Write out the lines below word for word, leaving the pictures out of your answer.

Named-object pointing lines:
****************************************

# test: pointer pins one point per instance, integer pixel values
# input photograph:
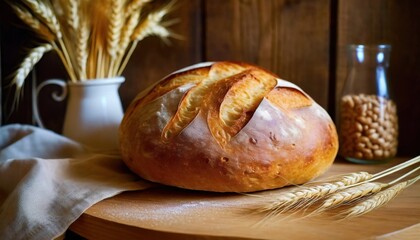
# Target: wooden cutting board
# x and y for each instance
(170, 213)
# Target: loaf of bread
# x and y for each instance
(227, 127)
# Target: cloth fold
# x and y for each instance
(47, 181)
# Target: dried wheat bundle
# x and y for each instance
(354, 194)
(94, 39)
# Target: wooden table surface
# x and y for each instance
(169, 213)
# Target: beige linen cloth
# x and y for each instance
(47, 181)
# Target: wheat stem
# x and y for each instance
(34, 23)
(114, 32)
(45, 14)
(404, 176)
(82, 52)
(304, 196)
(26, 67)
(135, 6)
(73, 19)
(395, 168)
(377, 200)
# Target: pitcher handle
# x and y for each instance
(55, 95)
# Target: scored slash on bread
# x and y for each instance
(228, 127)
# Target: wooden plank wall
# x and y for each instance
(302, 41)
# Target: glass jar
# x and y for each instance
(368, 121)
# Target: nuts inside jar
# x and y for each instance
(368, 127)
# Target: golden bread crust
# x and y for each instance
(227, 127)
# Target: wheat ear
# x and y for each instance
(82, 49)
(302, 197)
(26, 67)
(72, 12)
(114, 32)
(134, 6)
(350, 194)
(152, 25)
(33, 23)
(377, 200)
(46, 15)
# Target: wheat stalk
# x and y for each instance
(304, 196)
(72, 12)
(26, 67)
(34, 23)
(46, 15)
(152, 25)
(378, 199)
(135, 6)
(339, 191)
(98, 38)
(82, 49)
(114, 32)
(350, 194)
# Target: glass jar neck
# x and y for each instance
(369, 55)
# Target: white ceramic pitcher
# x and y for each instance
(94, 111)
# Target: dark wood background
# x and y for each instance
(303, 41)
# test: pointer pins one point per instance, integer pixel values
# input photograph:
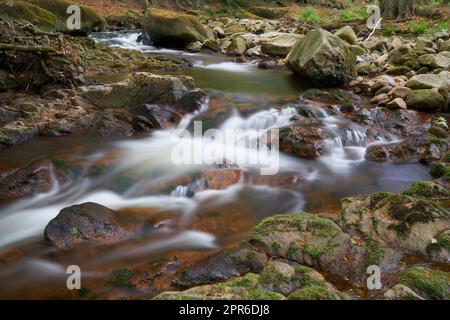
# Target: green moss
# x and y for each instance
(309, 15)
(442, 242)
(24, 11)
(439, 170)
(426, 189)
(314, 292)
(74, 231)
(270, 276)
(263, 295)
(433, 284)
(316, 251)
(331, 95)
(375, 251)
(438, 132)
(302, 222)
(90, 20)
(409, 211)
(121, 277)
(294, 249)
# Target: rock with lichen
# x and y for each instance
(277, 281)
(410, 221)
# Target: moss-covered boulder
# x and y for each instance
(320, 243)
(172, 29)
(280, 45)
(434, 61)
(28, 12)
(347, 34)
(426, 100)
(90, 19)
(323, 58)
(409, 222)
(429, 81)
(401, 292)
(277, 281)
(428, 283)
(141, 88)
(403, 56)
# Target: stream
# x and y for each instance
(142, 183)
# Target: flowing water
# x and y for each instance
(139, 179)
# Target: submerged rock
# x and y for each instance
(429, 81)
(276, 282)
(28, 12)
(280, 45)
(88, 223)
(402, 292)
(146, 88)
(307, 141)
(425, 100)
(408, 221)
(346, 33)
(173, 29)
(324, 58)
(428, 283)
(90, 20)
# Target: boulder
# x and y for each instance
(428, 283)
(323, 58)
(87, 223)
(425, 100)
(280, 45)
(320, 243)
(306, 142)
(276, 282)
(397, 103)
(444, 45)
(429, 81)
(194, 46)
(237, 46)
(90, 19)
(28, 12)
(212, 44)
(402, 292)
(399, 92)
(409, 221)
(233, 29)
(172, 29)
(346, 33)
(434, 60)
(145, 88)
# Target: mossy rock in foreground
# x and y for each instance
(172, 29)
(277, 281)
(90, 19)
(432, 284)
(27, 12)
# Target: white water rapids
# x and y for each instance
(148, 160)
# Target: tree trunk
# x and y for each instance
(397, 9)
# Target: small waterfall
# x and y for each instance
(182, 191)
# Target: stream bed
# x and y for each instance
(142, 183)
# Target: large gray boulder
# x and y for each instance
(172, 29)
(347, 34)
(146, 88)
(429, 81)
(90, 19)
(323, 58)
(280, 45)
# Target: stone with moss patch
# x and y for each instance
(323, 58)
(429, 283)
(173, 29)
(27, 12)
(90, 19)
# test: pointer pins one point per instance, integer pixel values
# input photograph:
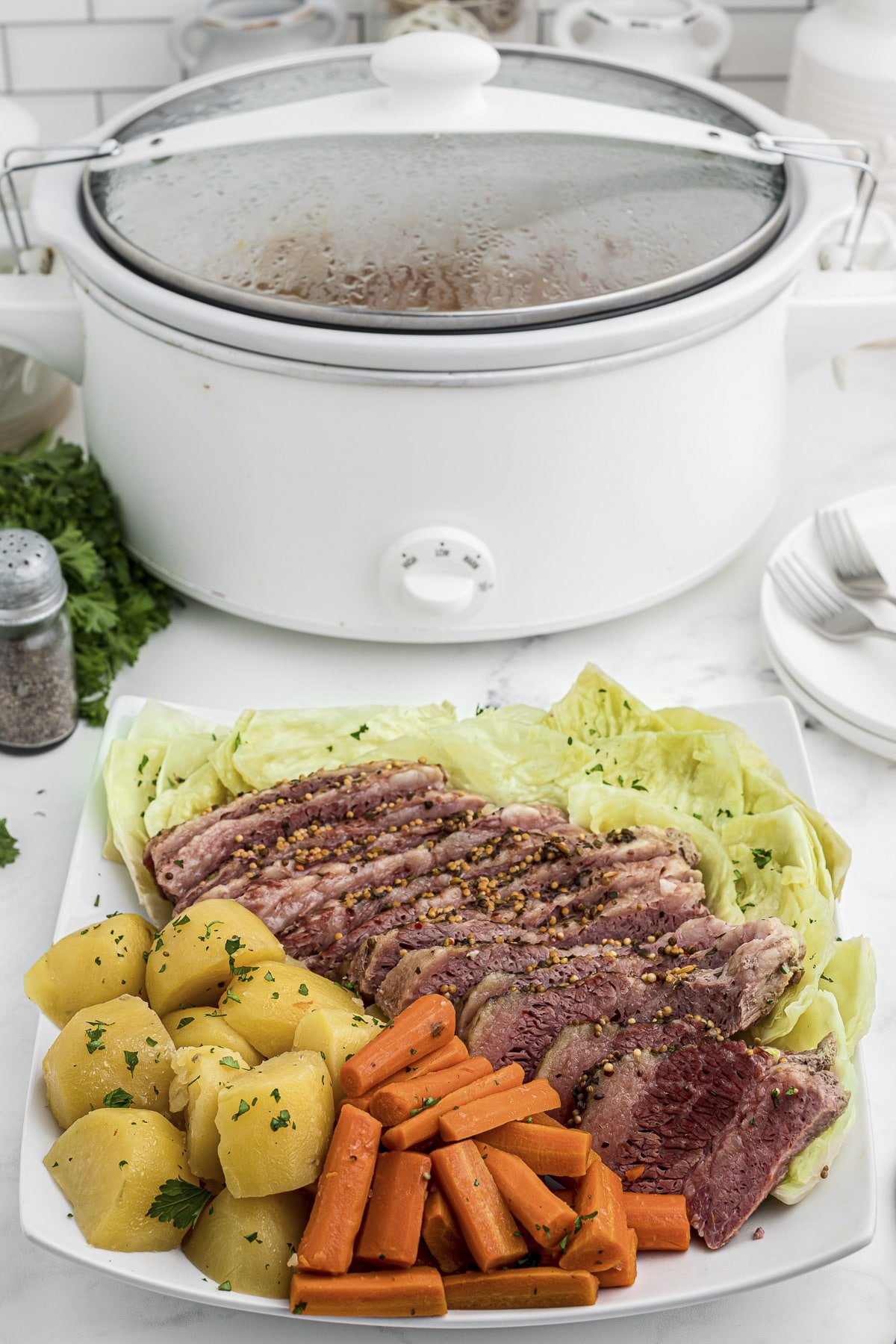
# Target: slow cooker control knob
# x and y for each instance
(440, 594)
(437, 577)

****************************************

__Answer below__
# test: pointer pins one point per instance, integer pixel values
# input photograph:
# Target: wooden cutting board
# x and y for each instance
(170, 213)
# Target: loaf of bread
# x and y for each instance
(227, 127)
# Target: cloth fold
# x and y for each instance
(47, 181)
# Target: dried wheat bundle
# x and y for each instance
(354, 194)
(94, 39)
# Target: wooden table surface
# x and y for each instance
(169, 213)
# Target: beige linen cloth
# x and y for each instance
(47, 181)
# Target: wheat stem
# x and y for each instance
(34, 23)
(114, 32)
(45, 14)
(404, 176)
(82, 52)
(304, 196)
(26, 67)
(135, 6)
(73, 19)
(395, 168)
(377, 200)
# Target: pitcher handle
# x and y for each instance
(55, 95)
# Target: scored slash on bread
# x and y for each instance
(228, 127)
# Target: wooden plank wall
# x and y for each instance
(302, 41)
# Target: glass jar
# x and y for each instance
(368, 121)
# Target: nuts inside jar
# x and y for each instance
(368, 127)
# Target: golden bread crust
# x and y for each instance
(227, 127)
# Target: wheat ear
# x and y for each instance
(82, 49)
(302, 197)
(26, 67)
(72, 12)
(114, 32)
(134, 6)
(350, 194)
(152, 25)
(33, 23)
(377, 200)
(46, 15)
# Target: wheat stalk
# x and y for each instance
(304, 196)
(72, 12)
(26, 67)
(34, 23)
(46, 15)
(152, 25)
(378, 199)
(135, 6)
(339, 191)
(98, 38)
(82, 49)
(114, 32)
(350, 194)
# Target: glass jar neck
# x and y for each instance
(369, 55)
# Target: white ceramic pitcher
# x and y for each instance
(94, 111)
# Target: dark wood background
# x and y for each instance
(303, 41)
# test: pointer pins one point per instance, integer pixel values
# input photograph:
# Target: green moss
# x and y for each instance
(309, 15)
(442, 242)
(24, 11)
(439, 170)
(426, 189)
(314, 292)
(74, 231)
(270, 276)
(263, 295)
(433, 284)
(316, 251)
(331, 95)
(375, 251)
(438, 132)
(302, 222)
(90, 20)
(409, 211)
(121, 277)
(294, 249)
# Target: rock with lichen
# x and y for each instance
(277, 281)
(410, 221)
# Target: moss-covered boulder
# x and y for each instance
(320, 243)
(172, 29)
(280, 45)
(434, 61)
(28, 12)
(347, 34)
(426, 100)
(90, 19)
(323, 58)
(409, 222)
(429, 81)
(401, 292)
(277, 281)
(428, 283)
(141, 88)
(403, 56)
# Target: stream
# x and y for each instance
(142, 183)
# Target: flowing water
# x and y for each instance
(139, 179)
# Target: submerged rock
# x and y for each instance
(429, 81)
(276, 282)
(28, 12)
(280, 45)
(88, 223)
(402, 292)
(146, 88)
(307, 141)
(425, 100)
(408, 221)
(346, 33)
(173, 29)
(324, 58)
(428, 283)
(90, 20)
# Target: boulder
# x and y for each instance
(428, 283)
(323, 58)
(87, 223)
(425, 100)
(280, 45)
(320, 243)
(306, 142)
(276, 282)
(397, 103)
(444, 45)
(429, 81)
(194, 46)
(237, 46)
(90, 19)
(28, 12)
(212, 44)
(402, 292)
(399, 92)
(409, 221)
(233, 29)
(172, 29)
(346, 33)
(434, 60)
(145, 88)
# Target: mossy rock in foreground
# x and y for each instance
(172, 29)
(277, 281)
(90, 19)
(432, 284)
(27, 12)
# Target: white water rapids
# x and y for each instance
(148, 160)
# Target: tree trunk
# x and y for each instance
(397, 9)
# Target: small waterfall
# x and y for each instance
(182, 191)
# Target: stream bed
# x and y for each instance
(142, 183)
# Target: large gray boulder
# x and y for each instance
(172, 29)
(347, 34)
(146, 88)
(429, 81)
(90, 19)
(323, 58)
(280, 45)
# Target: stone with moss patch
# x and y for each instance
(323, 58)
(429, 283)
(173, 29)
(27, 12)
(90, 19)
# test: pointer pins one point per instance, integer pixel values
# input photograph:
# Target: slow cooker control knob
# x and y for each instance
(440, 594)
(437, 577)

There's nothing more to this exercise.